-- BEGIN PASSAGE GIVEN --

/purer

Strict type system for R

Primary LanguageROtherNOASSERTION

purer

Lifecycle: experimental

The goal of purer is to build on the package lambda.r to create a more strict type system for R and corresponding type safe functions. This package depends on lambda.r and purer is designed to work within the functional programming framework provided by lambda.r. Many functions seen in the examples here use exported functions from lambda.r so the documentation for that package should be read first: https://github.com/zatonovo/lambda.r. purer is early in the development phase.

Installation

You can install the development version with:

remotes::install_github("armcn/purer")

Motivation

R is a dynamically typed language which performs implicit type conversions liberally. This can be useful for interactive data analysis but makes code written with R less predictable. purer is an attempt to add some type safety to R code.

Here are some examples to illustrate the problem purer is trying to solve.

The atomic vector types in R can have missing or other special values

These are useful in some circumstances but allow bugs to creep in.

is.integer(1L) #> TRUE
is.integer(NA_integer_) #> TRUE
is.integer(integer(0)) #> TRUE

is.double(1) #> TRUE
is.double(NA_real_) #> TRUE
is.double(NaN) #> TRUE
is.double(Inf) #> TRUE
is.double(double(0)) #> TRUE

is.character("a") #> TRUE
is.character(NA_character_) #> TRUE
is.character(character(0)) #> TRUE

is.logical(TRUE) #> TRUE
is.logical(T) #> TRUE
is.logical(NA) #> TRUE
is.logical(logical(0)) #> TRUE

R functions and operators convert types implicitly

1 + TRUE #> 2
1 + FALSE #> 1

1 == TRUE #> TRUE
1 == "1" #> TRUE

mean(c(TRUE, FALSE)) #> 0.5

paste("hello", 1) #> "hello 1"

R functions and operators accept missing or undefined values

1 + NA #> NA
#> [1] NA
1 + NULL #> numeric(0)
#> numeric(0)

mean(NA) #> NA
#> [1] NA

paste("hello", NA) #> "hello NA"
#> [1] "hello NA"

R functions and operators return missing or undefined values

1 + NA #> NA
#> [1] NA
1 + NULL #> numeric(0)
#> numeric(0)

1 == NULL #> logical(0)
#> logical(0)
1 & NA #> NA
#> [1] NA

Vectorized operations recycle vectors in an unpredictable way

x <- 1:3
y <- 1:10

x + y
#> Warning in x + y: longer object length is not a multiple of shorter object
#> length
#>  [1]  2  4  6  5  7  9  8 10 12 11

Having strict “pure” types is the first problem purer solves. “Pure” refers to types that have values that you would expect to be there. No missing values are allowed, as well as no undefined behavior such as Inf, NA, or empty vectors.

-- END PASSAGE GIVEN --
-- BEGIN INFORMATION SHOWN --

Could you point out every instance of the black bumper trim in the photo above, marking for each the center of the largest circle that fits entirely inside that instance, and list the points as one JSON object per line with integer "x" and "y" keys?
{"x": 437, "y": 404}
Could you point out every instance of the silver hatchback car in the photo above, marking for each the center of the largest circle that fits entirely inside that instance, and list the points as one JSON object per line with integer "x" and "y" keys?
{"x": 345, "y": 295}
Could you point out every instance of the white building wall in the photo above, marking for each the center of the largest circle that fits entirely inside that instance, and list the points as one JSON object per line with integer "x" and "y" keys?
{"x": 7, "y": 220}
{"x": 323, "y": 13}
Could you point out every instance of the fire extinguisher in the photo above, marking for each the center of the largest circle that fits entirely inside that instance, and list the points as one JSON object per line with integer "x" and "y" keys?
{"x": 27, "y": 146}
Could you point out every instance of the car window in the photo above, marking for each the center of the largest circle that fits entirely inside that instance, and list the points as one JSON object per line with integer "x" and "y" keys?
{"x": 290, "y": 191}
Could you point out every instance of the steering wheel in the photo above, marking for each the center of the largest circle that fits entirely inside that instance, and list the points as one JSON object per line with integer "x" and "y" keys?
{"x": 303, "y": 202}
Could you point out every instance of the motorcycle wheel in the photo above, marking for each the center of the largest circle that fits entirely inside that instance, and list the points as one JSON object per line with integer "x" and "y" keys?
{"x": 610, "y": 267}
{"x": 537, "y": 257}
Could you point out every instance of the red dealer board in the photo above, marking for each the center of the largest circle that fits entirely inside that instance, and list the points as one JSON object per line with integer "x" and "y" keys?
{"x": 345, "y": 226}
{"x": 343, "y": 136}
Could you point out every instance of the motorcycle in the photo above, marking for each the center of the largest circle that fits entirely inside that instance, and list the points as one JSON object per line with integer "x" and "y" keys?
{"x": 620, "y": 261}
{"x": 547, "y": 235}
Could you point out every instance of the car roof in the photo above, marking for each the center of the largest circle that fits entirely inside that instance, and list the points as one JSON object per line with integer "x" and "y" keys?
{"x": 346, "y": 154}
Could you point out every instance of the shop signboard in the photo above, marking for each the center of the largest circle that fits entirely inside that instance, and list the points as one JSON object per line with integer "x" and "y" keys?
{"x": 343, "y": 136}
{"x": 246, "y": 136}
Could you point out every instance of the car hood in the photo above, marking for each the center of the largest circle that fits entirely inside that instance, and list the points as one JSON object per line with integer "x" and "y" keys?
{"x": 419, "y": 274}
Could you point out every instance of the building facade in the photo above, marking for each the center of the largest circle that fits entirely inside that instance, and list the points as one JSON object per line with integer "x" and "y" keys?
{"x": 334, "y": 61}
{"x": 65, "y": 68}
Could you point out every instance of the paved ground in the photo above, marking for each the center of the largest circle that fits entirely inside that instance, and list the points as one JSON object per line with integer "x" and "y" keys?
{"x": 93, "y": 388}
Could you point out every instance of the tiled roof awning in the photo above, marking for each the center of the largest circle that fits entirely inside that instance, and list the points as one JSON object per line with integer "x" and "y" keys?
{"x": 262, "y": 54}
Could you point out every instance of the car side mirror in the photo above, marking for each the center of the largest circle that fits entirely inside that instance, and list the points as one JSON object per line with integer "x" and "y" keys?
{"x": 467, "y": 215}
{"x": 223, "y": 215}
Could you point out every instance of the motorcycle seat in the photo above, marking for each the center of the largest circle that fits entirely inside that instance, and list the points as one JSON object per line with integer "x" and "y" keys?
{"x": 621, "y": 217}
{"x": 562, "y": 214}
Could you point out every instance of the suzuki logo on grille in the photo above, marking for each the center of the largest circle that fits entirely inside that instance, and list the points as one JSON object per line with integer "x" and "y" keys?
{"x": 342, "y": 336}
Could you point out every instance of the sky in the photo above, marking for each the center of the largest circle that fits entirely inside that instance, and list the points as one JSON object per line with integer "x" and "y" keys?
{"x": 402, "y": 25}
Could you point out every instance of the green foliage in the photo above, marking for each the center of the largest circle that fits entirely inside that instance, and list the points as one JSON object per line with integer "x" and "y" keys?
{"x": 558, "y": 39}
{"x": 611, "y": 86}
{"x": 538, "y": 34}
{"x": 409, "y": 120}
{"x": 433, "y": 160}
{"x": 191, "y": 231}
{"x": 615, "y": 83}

-- END INFORMATION SHOWN --

__SHORT PROBLEM A__
Put the records from the line with "Could you point out every instance of the green" through the end of the records into a two-column CSV with the columns request and answer. Give one row per request, with its text and its answer each in a single quoted field and line breaks replaced by spaces.
__SHORT PROBLEM B__
Write what comes next in the text about the purer R package, starting after its last sentence.
The text and the records were taken from separate, unrelated sources.

__OUTPUT A__
request,answer
"Could you point out every instance of the green foliage in the photo above, marking for each the center of the largest circle that fits entirely inside that instance, and list the points as one JSON object per line with integer ""x"" and ""y"" keys?","{""x"": 558, ""y"": 39} {""x"": 611, ""y"": 86} {""x"": 538, ""y"": 34} {""x"": 409, ""y"": 120} {""x"": 433, ""y"": 160} {""x"": 191, ""y"": 231} {""x"": 615, ""y"": 83}"

__OUTPUT B__
purer types

These types replace base integer, double, character, and logical. Scalars are denoted with the type name and vectors with the type name and trailing underscore. The type constructor function will throw an error if the input vectors are not purer compatible.

library(purer)
#> Loading required package: lambda.r
int <- Int(1L) 
int_ <- Int_(c(1L, 2L)) 

int %isa% Int #> TRUE
int_ %isa% Int_ #> TRUE

dbl <- Dbl(1) 
dbl_ <- Dbl_(c(1, 2))

dbl %isa% Dbl #> TRUE
dbl_ %isa% Dbl_ #> TRUE

chr <- Chr("a") 
chr_ <- Chr_(c("a", "b")) 

chr %isa% Chr #> TRUE
chr_ %isa% Chr_ #> TRUE

lgl <- Lgl(TRUE) 
lgl_ <- Lgl_(c(TRUE, FALSE)) 

lgl %isa% Lgl #> TRUE
lgl_ %isa% Lgl_ #> TRUE

Int_(c(1L, NA_integer_)) #> error

These types work with any functions in R just as the base types would. For example, they can be used with base arithmetic operators. This improves code safety to some degree because you can be confident that the input variables are “pure”, but the downside is that the output may not preserve the purer types and the operators don’t check that the inputs are valid types.

# good
Int(1L) + Int(1L) #> 2

# bad
Lgl(TRUE) + Lgl(TRUE) #> 2

purer operators

To solve this problem purer introduces replacements for all base operators, each with multiple syntax options. purer operators and functions use type inference where the acceptable types are obvious. For example, the add function can have two Int types or two Dbl types as inputs. If the inputs are both Int then the output will be Int, but an Int can’t be added to a Dbl. For this to happen one of the variable must be explicitly converted to the other type. For binary operators the .types argument denotes if the inputs are scalars or vectors. Vectorization from R is preserved but it is made explicit.

x <- Int(1L)
y <- Int(2L)

x %+ss% y #> 3
# or
pure_add(x, y, .types = Chr("ss"))
# or 
add(x, y, Chr("ss"))

# Can be used easily with pipe
x |> add(y, Chr("ss"))

# Example of scalar to vector addition
x %+sv% Int_(c(1L, 2L)) #> Int_(c(2L, 3L))

Other operators

See the documentation for other operators but they all follow the same conventions. The inputs must all be purer types and .types declares if they are scalars or vectors. For example here is the greater than or equal to operator.

x <- Int(1L)
y <- Int(2L)

x %>=ss% y #> Lgl(FALSE)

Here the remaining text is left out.